## 練習問題
(1) 本文のうち「すぐに走って行って、足を挟み」から「右手の甲から血が流れていた。」までを、途中を省かずにそのまま書き写すこと。
(2) 記録の中から「gray」という語を含む行をすべて選び出し、一行ずつそのまま写すこと。

## 本文抜粋
====
ミラノのサンシーロ地区は貧富の差が激しい。そして、言い方は悪いが、”ポポラーレ”と呼ばれる低所得者地域は人種の坩堝。宗教も様々。
公園はあちこちあるのに、なぜか移民の子供達は、我がパロッキア(教区教会)にやってくる。彼ら曰く、安心できるから、というけれど、本当かな....??? その割に、喧嘩は絶えず、ボールは盗まれるわ、バール荒らしも絶えない。(犯人は常に不明)
以前Itamaでボランティアをしていた当時は、地域に根付きたい、と思った。外国人(自分もここでは外国人だが)との人種融合を目指したが、オラトリオとのボランティアも重なり、重くなってきたのと、自分もイタリア語を勉強し直そうと思い、Itamaを離れたが、人種融合なんてそう簡単にできるものではない!と今更思う。綺麗事ではないということ。
それは、人種の問題とか、宗教とか文化背景も全くないわけではないが、分かち合おうと思っても、一方通行では仕方ない。そしてどんなにこちらが忍耐強く待ってもモラルの低さには絶え切れないものもある。
私をオラトリオに引っ張った、司祭が移動したことによって、どさくさに紛れてやめようか?と思っていたら、新任の司祭にまた押し倒された?涙。 まあできることだけをしよう。無理はしない。喜んでできないのならば、意味がない。と自分に言い聞かせて早3ヶ月。
司祭のやり方は、以前の司祭とは全く違う。信頼してくれている分もあると思うが、良くも悪くもかなり、丸投げ勘があり、なんだかな...と思う。それでも逐一司祭たちとは連絡を取り合い、その日の様子や自分が感じることを伝えてきているが、昨日オラトリオで久々喧嘩が起きた。
やはりポポラーレの子達だ。今回はエジプト人とイタリア人。どちらがどう、とか理由なんてない。彼らは常にぶつかり、殴り合いになる。こちらの中学生。12,3歳くらいだろうか?とにかく彼らの言葉は聞いていられない。悪いが家庭教育の低さを感じる。
すぐに走って行って、足を挟み一人の肩を鷲掴みにし、力づくで離した。周りは彼らを止めさせる雰囲気さえなく、二人を離しても敢えて片方をからかい怒らせようとしている。一度は落ち着いたものの、再び始まり、”バスターーーーーーーっ”(やめなさーい!)と怒鳴りながらダッシュしてまた力づくて一人の上半身を引っ張って離す。気づいたら右手の甲から血が流れていた。
もう、家に帰れ!戻ってくるな!と怒鳴っても、自分は帰らない。といって汚い言葉の連続。だから、そういう言葉をここでは聞きたくない。しつけのなってない子は帰りなさい。といったが、敷地内の遊具がある方へと皆消えていった。喧嘩してても帰らない。それでいてまた近くに寄り合う。どういうこっちゃ?
====
## 提供資料

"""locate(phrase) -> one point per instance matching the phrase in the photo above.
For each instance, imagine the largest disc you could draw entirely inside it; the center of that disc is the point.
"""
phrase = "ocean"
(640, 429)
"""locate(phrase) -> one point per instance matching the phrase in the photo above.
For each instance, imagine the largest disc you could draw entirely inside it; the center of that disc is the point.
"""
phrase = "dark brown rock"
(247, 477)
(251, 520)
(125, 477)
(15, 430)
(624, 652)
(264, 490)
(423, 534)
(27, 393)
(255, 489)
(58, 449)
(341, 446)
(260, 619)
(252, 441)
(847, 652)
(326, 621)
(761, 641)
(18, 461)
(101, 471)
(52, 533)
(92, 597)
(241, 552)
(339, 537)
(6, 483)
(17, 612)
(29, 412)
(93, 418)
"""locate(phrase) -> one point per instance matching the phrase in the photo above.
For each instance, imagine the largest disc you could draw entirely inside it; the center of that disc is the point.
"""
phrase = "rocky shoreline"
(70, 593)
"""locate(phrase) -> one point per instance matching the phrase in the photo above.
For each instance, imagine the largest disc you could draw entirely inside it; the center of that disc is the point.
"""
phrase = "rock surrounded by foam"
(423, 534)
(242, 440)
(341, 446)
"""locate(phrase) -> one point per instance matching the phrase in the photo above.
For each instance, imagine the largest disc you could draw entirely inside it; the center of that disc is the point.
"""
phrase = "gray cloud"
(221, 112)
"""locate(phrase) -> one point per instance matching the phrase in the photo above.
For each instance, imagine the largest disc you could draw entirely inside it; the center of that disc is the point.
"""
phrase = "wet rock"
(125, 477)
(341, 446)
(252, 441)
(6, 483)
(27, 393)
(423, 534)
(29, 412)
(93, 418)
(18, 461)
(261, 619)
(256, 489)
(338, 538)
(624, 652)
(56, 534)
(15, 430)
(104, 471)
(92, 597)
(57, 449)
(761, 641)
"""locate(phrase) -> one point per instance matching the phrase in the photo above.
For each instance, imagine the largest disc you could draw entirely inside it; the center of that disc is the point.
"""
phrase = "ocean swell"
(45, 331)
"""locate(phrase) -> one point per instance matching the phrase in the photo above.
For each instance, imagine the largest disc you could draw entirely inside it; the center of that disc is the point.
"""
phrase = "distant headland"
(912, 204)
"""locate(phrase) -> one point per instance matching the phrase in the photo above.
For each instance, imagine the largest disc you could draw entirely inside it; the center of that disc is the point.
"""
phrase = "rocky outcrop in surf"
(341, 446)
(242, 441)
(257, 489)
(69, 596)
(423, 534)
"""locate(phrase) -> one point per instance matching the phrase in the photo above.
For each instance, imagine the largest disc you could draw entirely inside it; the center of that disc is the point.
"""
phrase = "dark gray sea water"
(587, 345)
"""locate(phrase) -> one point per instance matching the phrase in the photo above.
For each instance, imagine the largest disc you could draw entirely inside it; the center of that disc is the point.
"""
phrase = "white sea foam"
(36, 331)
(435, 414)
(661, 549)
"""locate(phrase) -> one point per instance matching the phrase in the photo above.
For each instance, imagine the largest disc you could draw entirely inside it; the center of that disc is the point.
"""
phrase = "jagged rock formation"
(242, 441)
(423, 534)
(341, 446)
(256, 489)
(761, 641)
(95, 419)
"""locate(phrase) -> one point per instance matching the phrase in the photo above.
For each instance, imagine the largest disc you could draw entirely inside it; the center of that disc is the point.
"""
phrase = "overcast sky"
====
## 解答一覧
(1)
すぐに走って行って、足を挟み一人の肩を鷲掴みにし、力づくで離した。周りは彼らを止めさせる雰囲気さえなく、二人を離しても敢えて片方をからかい怒らせようとしている。一度は落ち着いたものの、再び始まり、”バスターーーーーーーっ”(やめなさーい!)と怒鳴りながらダッシュしてまた力づくて一人の上半身を引っ張って離す。気づいたら右手の甲から血が流れていた。

(2)
phrase = "gray cloud"
phrase = "dark gray sea water"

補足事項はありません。